--- start Data for this exercise ---

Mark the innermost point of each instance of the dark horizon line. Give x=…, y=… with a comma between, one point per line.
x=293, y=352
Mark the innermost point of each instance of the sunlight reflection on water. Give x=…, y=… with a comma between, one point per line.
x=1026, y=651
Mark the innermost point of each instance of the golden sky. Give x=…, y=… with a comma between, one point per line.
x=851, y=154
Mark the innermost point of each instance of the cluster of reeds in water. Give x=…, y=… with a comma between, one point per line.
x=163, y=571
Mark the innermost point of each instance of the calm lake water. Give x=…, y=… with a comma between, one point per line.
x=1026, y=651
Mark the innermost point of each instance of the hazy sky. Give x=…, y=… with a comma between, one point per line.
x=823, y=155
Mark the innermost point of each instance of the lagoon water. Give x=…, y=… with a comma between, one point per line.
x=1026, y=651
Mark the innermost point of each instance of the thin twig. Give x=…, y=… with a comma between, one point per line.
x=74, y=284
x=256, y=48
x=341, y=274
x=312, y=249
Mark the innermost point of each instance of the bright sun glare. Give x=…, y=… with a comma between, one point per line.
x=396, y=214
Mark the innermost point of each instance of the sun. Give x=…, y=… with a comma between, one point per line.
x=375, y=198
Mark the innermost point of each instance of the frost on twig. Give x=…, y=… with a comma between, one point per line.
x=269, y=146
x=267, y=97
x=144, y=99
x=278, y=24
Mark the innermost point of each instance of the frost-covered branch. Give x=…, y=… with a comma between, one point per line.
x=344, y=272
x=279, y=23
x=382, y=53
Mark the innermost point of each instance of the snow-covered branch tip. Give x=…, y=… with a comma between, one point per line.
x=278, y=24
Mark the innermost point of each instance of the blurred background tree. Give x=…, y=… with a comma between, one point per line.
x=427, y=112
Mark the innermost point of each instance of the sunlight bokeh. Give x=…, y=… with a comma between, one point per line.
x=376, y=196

--- end Data for this exercise ---

▶ Given task
Render the records above as a two-column CSV with the header instruction,points and one row per record. Enclose each field in double quotes and replace any line breaks inside a field with spaces.

▶ Output
instruction,points
"Mark the innermost point of each instance of the dark horizon line. Give x=…, y=… with a comma between, one point per line.","x=293, y=352"
"Mark the innermost point of each instance of the sunlight reflection on water. Give x=…, y=… with a comma between, one point per line.","x=1026, y=651"
"Mark the innermost point of each instance of the golden sky. Give x=…, y=… with a comma between, one point per line.","x=851, y=154"
"Mark the innermost point of each instance of the cluster of reeds in water. Give x=…, y=… with a comma between, one point per line.","x=163, y=571"
"Mark the innermost point of each instance of the calm lake water. Give x=…, y=… with a comma between, one point per line.","x=1026, y=651"
"Mark the innermost point of each instance of the hazy sky. Give x=…, y=… with a comma between, one point per line.","x=823, y=155"
"Mark the innermost point of each instance of the lagoon water. Give x=…, y=… with a comma between, one point per line.","x=1026, y=651"
"Mark the innermost point of each instance of the thin twig. Give x=…, y=… with a comma between, one point per line.","x=74, y=284 x=256, y=48 x=341, y=274 x=312, y=249"
"Mark the innermost point of each instance of the bright sun glare. Give x=…, y=… with a comma between, one point per line.","x=396, y=214"
"Mark the innermost point of each instance of the sun. Give x=…, y=… with a comma between, one point per line.","x=375, y=198"
"Mark the innermost point of each instance of the frost on twig. Give x=…, y=… with a comma between, one point per line.","x=269, y=146 x=267, y=97 x=144, y=99 x=278, y=24"
"Mark the innermost point of each instance of the frost-covered branch. Give x=…, y=… with a comma between, one point per line.","x=344, y=272 x=279, y=23 x=382, y=53"
"Mark the innermost point of each instance of the snow-covered branch tip. Give x=…, y=… with a comma between, one point per line.","x=278, y=24"
"Mark the innermost point of each instance of the blurred background tree. Give x=…, y=… with a comma between, one point per line.","x=427, y=112"
"Mark the innermost point of each instance of the sunlight bokeh. Give x=…, y=… with a comma between, one point per line.","x=376, y=196"